● **AIM**
Change "traffic light" to "signal light" in the data from its first line through the line that contains "592;195;600;222", and write those lines out again with nothing else altered. Leave the pictures out of your answer.

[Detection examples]
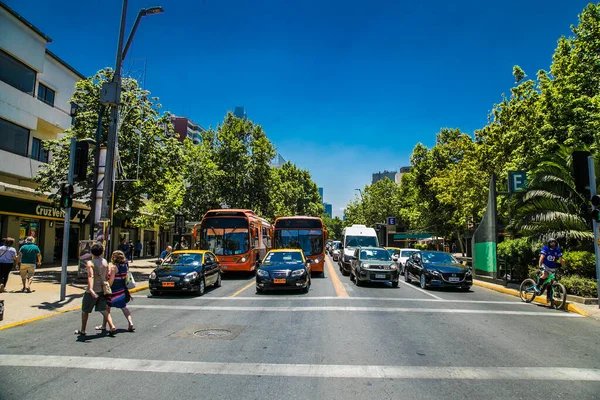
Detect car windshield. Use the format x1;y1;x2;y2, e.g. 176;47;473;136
275;229;323;256
262;251;304;266
360;249;391;261
346;236;377;247
400;250;417;258
421;251;458;264
163;253;202;266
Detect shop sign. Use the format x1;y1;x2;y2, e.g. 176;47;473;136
35;204;65;218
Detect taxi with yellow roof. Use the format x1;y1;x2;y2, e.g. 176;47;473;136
256;249;311;293
148;250;221;296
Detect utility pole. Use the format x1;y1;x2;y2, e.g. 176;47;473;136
60;139;77;301
588;156;600;308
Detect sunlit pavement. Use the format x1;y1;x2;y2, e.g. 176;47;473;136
0;255;600;399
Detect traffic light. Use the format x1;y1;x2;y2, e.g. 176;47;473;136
73;141;90;182
60;183;73;208
592;195;600;222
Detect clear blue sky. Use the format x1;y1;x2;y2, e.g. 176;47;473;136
4;0;588;215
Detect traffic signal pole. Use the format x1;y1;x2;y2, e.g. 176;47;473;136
60;137;77;301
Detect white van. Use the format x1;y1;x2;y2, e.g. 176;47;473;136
338;225;379;275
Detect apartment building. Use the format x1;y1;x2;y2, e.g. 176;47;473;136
0;2;89;263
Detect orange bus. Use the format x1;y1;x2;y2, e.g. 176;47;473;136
193;209;273;272
273;216;328;275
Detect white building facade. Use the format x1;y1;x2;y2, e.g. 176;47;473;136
0;2;89;263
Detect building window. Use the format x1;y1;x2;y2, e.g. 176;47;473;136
0;50;35;96
0;118;29;157
31;138;48;163
38;83;56;107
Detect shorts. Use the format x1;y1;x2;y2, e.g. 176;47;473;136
81;292;106;314
540;264;556;274
19;263;35;279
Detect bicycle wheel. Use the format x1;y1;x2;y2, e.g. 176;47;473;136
552;282;567;310
519;279;537;303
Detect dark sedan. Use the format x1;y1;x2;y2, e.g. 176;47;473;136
404;251;473;292
148;250;221;296
256;249;310;293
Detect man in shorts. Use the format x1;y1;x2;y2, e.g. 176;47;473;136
19;236;42;293
75;243;117;336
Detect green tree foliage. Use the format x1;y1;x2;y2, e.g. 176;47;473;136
265;161;324;220
35;69;183;222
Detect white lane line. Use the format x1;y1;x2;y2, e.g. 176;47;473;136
128;304;583;318
0;354;600;382
132;295;531;306
399;279;442;300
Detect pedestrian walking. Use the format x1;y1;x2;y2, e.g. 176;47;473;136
19;236;42;293
96;250;135;332
75;243;117;336
0;237;19;293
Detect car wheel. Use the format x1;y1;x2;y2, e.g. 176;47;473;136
196;278;206;296
419;273;427;289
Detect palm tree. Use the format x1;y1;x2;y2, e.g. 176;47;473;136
509;146;598;246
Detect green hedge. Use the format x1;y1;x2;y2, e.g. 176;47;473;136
560;275;598;300
563;251;596;278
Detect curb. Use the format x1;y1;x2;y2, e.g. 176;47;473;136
473;279;590;317
0;283;148;331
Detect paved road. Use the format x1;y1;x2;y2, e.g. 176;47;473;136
0;255;600;400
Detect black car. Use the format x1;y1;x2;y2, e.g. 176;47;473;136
404;251;473;292
350;247;400;287
148;250;221;296
256;249;310;293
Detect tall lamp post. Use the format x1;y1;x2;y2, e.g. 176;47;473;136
94;0;164;252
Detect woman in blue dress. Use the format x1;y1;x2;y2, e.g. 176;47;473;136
96;250;135;332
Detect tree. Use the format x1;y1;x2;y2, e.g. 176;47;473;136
35;68;183;222
266;161;324;219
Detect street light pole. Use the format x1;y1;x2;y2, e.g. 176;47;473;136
100;0;164;254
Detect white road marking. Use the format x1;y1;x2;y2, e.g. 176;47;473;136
128;304;583;318
0;354;600;382
133;295;531;306
399;279;442;300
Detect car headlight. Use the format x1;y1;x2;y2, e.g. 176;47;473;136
256;269;269;277
183;271;198;281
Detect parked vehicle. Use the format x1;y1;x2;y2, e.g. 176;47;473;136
350;247;400;287
256;249;312;293
338;224;379;275
148;250;221;296
404;251;473;292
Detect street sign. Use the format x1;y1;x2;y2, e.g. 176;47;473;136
508;171;527;193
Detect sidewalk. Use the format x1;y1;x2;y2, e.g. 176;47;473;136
0;258;156;330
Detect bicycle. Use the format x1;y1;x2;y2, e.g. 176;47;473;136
519;269;567;310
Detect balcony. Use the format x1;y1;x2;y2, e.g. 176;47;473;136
0;150;48;179
0;81;71;133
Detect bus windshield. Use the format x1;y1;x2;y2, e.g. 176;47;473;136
200;218;250;256
275;229;323;256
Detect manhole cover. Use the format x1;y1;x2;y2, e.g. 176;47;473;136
194;329;233;338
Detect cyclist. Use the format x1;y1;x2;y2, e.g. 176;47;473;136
535;238;565;304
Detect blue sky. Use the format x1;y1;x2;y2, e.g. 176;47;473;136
4;0;588;215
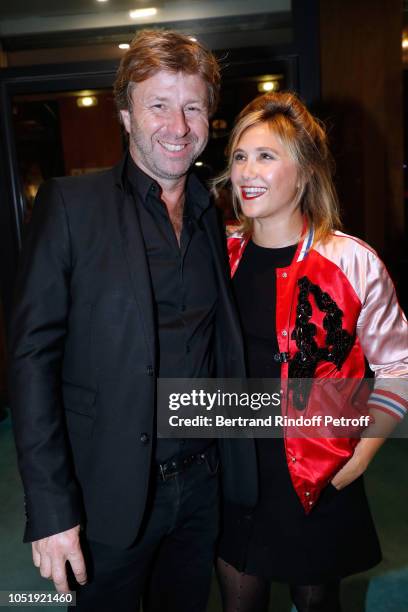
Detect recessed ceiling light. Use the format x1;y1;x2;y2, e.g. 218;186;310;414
258;81;279;92
129;7;157;19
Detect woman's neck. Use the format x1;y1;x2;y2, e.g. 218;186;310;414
252;211;303;248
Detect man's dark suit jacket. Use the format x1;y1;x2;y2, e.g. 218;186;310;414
10;162;256;547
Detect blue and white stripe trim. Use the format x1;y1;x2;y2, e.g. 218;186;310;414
368;391;407;420
297;226;314;261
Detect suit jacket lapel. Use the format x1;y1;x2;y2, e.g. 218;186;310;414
116;187;156;364
202;207;244;368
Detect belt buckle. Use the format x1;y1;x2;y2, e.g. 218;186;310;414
160;463;179;482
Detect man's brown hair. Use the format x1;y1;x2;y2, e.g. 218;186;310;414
113;30;220;115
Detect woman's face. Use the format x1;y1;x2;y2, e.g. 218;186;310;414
231;123;299;219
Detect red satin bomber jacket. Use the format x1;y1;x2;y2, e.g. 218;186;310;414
227;228;408;512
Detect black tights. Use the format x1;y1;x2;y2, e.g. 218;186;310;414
217;559;341;612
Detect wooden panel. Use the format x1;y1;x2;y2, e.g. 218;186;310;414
59;93;122;175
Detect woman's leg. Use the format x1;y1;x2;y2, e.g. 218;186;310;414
217;559;271;612
289;580;341;612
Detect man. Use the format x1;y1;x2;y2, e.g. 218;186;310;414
10;31;256;612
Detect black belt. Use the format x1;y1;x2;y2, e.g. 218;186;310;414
157;446;218;480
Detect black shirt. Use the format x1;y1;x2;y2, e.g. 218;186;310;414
127;155;218;463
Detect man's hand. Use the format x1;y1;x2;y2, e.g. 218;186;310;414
331;454;368;490
331;438;385;490
32;525;87;593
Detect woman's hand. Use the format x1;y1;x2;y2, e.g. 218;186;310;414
331;438;385;490
331;453;368;491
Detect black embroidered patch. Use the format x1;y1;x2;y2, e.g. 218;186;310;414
289;276;354;409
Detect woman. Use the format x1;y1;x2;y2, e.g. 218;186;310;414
215;93;408;612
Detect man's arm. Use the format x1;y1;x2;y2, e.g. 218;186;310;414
9;181;83;586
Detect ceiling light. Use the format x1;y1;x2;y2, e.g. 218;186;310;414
258;81;279;92
77;96;98;108
129;7;157;19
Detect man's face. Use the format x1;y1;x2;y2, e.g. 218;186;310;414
121;70;208;184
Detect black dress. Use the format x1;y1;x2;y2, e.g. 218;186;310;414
219;241;381;584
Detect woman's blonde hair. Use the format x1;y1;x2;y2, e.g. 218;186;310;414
212;92;341;240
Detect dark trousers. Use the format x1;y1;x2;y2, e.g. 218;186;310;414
70;457;219;612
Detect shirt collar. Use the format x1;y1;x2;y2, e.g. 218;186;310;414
121;152;210;217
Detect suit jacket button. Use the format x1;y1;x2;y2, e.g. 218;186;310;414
140;433;150;444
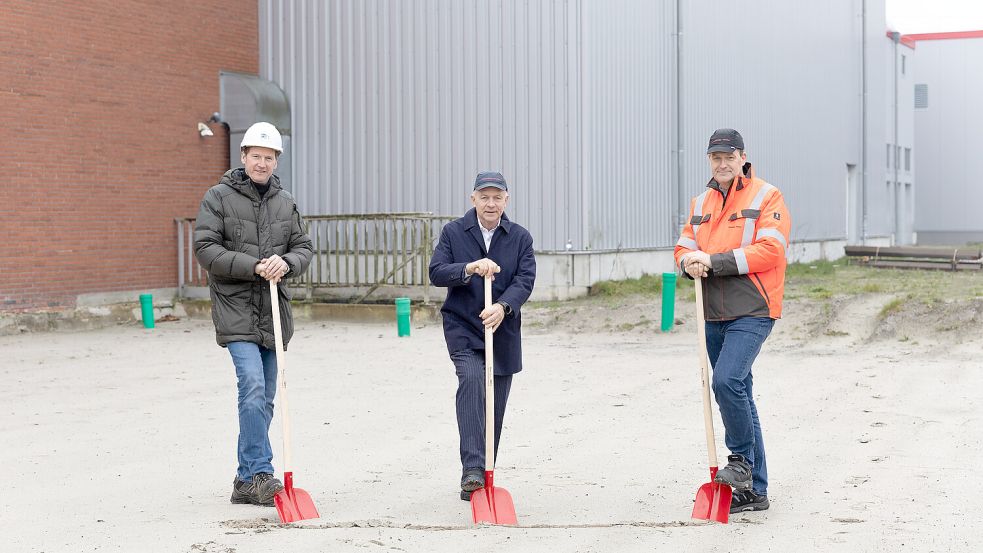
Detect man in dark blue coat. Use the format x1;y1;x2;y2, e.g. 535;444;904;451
430;172;536;500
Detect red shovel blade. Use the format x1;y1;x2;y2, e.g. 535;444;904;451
471;471;518;526
273;472;321;522
692;467;733;524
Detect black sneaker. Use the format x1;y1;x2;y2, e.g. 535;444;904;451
461;469;485;501
253;472;283;507
730;491;770;514
229;476;255;505
713;455;751;492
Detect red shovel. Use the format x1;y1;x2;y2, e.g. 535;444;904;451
692;277;733;524
471;275;518;525
270;280;321;522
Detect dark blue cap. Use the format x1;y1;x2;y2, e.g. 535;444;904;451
707;129;744;154
474;171;509;192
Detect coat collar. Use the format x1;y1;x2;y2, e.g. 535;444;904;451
222;167;283;202
461;207;512;255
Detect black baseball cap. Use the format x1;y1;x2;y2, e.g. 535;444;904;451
474;171;509;192
707;129;744;154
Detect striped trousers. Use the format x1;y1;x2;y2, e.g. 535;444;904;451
451;349;512;470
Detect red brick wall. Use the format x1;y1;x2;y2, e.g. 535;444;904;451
0;0;259;312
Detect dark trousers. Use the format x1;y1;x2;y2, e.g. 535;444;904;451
706;317;775;495
451;349;512;470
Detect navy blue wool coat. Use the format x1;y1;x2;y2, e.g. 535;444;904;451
430;208;536;375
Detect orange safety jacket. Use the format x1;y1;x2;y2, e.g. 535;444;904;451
674;163;792;321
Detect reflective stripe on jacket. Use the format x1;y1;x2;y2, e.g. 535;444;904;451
674;163;792;321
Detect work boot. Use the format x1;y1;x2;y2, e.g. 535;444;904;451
253;472;283;507
730;490;769;514
461;469;485;501
229;476;255;505
713;455;751;492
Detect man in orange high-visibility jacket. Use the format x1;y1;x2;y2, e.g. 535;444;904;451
675;129;791;513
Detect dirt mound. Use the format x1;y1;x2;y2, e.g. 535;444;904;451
522;293;983;345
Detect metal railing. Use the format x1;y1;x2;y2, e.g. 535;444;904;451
175;213;455;303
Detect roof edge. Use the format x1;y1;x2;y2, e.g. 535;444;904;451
901;30;983;42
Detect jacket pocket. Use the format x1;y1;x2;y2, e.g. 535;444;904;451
209;280;253;336
232;225;242;252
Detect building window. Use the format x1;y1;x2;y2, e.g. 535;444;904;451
915;84;928;109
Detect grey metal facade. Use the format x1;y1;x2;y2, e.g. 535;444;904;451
914;36;983;244
260;0;584;249
259;0;893;250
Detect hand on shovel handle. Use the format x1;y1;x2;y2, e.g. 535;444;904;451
270;280;321;522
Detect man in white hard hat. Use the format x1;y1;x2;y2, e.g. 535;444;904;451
194;123;313;506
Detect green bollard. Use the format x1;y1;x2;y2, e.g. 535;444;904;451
396;298;410;337
662;273;676;332
140;294;154;328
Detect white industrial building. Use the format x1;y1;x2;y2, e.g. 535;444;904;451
217;0;932;298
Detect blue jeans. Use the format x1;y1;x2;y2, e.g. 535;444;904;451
706;317;775;495
228;342;276;482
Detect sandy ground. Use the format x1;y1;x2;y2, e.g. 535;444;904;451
0;300;983;553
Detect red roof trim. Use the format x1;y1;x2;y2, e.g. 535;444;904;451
901;31;983;42
885;31;915;50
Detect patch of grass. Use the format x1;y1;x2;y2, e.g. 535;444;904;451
588;274;662;298
785;258;846;279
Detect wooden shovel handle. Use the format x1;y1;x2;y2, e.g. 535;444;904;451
270;280;293;473
485;274;495;471
694;277;717;466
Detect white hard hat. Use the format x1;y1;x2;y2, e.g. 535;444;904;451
239;122;283;154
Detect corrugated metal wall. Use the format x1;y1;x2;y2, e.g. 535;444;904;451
260;0;583;249
915;38;983;238
575;0;678;250
259;0;893;250
680;0;864;240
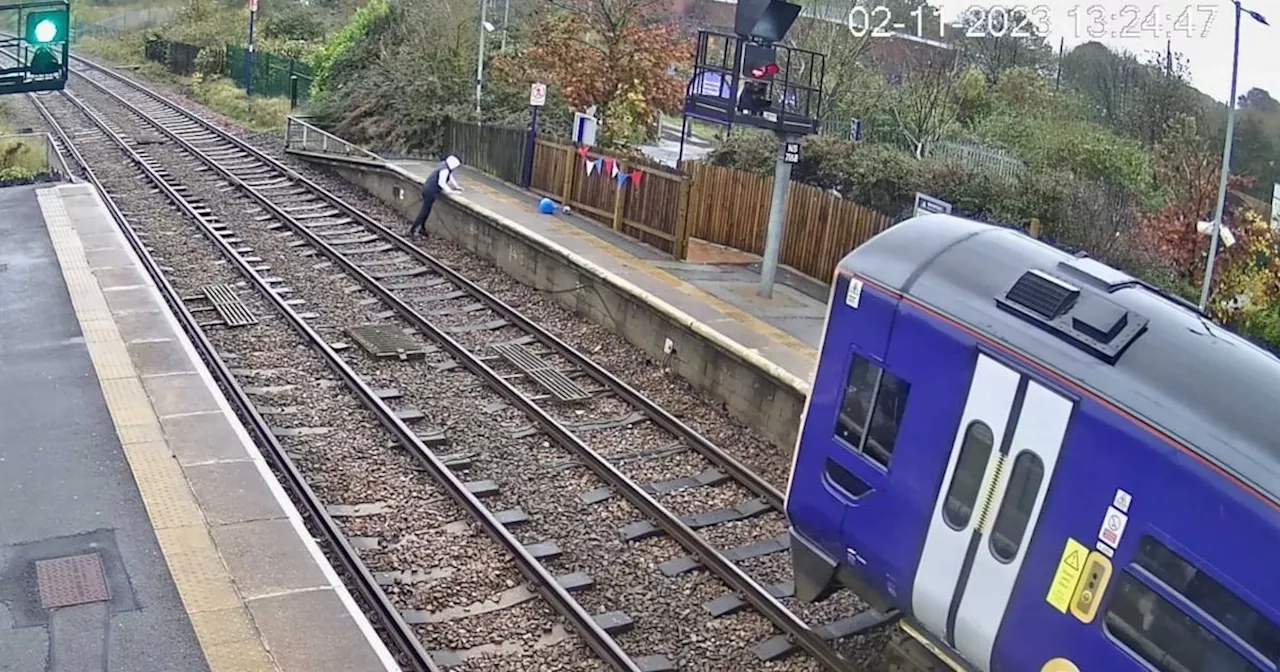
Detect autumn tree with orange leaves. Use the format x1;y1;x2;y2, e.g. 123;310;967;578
1138;118;1245;294
493;0;692;143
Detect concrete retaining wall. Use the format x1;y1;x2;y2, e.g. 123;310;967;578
293;152;808;453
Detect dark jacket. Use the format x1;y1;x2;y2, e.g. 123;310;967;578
422;161;449;198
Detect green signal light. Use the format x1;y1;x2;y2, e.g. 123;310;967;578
35;19;58;44
24;12;67;45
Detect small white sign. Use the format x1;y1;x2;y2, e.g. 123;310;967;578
1111;489;1133;513
529;82;547;108
1098;507;1129;548
845;278;863;308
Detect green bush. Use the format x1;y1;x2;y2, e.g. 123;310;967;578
311;0;389;96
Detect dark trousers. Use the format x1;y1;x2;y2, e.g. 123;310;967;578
408;192;436;236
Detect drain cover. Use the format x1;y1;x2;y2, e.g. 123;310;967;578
36;553;110;609
347;324;426;360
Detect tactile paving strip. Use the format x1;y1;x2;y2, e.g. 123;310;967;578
36;553;110;609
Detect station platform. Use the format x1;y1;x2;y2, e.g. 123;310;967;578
389;160;828;384
0;184;399;672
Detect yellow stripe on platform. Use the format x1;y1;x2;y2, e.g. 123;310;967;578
36;188;279;672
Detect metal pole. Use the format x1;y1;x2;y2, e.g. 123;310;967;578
502;0;511;51
755;136;794;298
675;114;689;170
476;0;489;116
520;105;538;189
244;0;257;97
1199;3;1240;311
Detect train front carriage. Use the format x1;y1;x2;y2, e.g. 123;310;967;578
787;215;1280;672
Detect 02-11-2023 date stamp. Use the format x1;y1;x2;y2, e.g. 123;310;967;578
847;3;1220;40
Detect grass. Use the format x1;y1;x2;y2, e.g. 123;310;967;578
76;33;289;131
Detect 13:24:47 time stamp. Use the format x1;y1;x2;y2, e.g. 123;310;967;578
1066;4;1219;40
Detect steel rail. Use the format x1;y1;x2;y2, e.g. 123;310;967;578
72;56;785;512
31;88;439;672
56;65;641;672
32;91;440;672
67;53;850;672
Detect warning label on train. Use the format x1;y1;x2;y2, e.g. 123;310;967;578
1044;538;1089;613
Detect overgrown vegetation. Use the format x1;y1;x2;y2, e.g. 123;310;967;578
74;0;335;131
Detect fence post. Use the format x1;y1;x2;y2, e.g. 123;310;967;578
613;179;631;232
671;175;694;261
561;145;577;205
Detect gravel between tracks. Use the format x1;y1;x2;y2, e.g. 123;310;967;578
49;58;901;668
32;90;609;671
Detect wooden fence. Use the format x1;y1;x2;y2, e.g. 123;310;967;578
444;122;893;282
530;138;690;259
685;161;893;282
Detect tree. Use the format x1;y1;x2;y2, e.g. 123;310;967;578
890;51;960;159
1239;87;1280;114
1140;116;1248;291
493;0;692;143
1207;210;1280;324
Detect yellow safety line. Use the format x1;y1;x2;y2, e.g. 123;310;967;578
36;188;279;672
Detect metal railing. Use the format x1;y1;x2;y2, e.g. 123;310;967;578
284;114;387;164
0;133;72;178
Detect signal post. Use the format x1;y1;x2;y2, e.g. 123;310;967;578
0;0;70;95
684;0;826;298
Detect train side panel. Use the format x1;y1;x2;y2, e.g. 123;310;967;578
788;278;975;609
993;401;1280;672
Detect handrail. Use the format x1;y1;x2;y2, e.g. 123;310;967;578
284;114;387;164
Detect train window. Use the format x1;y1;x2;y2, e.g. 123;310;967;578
836;355;911;468
942;420;996;530
1103;573;1258;672
991;451;1044;562
1133;536;1280;663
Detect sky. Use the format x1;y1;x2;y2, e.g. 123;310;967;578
931;0;1280;102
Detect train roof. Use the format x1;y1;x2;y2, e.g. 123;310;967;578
840;215;1280;503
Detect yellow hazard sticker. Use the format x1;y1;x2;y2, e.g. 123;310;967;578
1044;538;1089;613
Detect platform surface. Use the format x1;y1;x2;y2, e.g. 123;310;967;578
0;184;397;672
388;160;827;381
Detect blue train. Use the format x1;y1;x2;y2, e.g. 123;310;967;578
787;215;1280;672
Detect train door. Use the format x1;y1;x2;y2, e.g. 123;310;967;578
911;352;1074;669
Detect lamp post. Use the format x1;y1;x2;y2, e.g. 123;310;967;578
1199;0;1271;311
476;0;489;116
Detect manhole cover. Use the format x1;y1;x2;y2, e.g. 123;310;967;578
347;324;426;360
36;553;110;609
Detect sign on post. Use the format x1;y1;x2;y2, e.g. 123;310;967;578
529;82;547;108
782;142;800;164
913;192;951;216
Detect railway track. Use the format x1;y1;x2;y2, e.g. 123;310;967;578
20;51;888;669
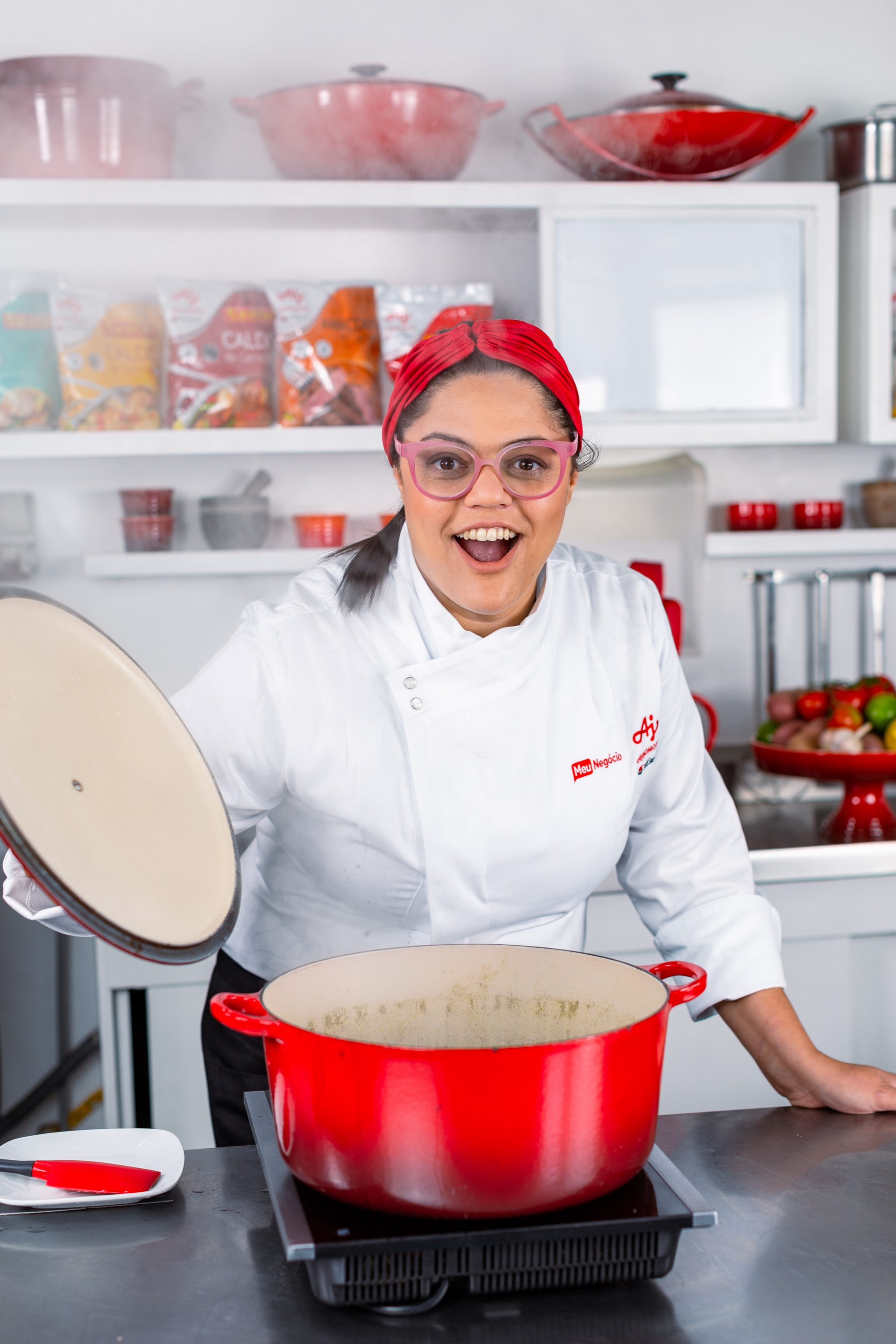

● **ANSWER IN FULL**
Detect car windshield. Use the format x1;y1;x2;y2, e.g. 176;47;473;136
275;229;323;256
262;251;304;266
360;249;391;261
346;236;377;247
400;250;417;258
421;251;458;264
163;253;202;266
Detect shop sign. Use the format x1;y1;x2;y2, e.g. 176;47;473;136
35;204;65;218
Detect taxi with yellow roof. Use the format x1;y1;x2;y2, e.g. 176;47;473;136
256;249;311;293
148;250;221;296
Detect utility pole. Use the format x1;y1;x2;y2, e.g. 176;47;473;136
60;139;77;301
588;156;600;308
Detect sunlit pavement. Use the format x1;y1;x2;y2, e.g. 176;47;473;136
0;255;600;399
Detect signal light. Use the format x1;y1;x2;y2, e.g. 176;47;473;136
73;141;90;182
60;183;73;208
592;195;600;222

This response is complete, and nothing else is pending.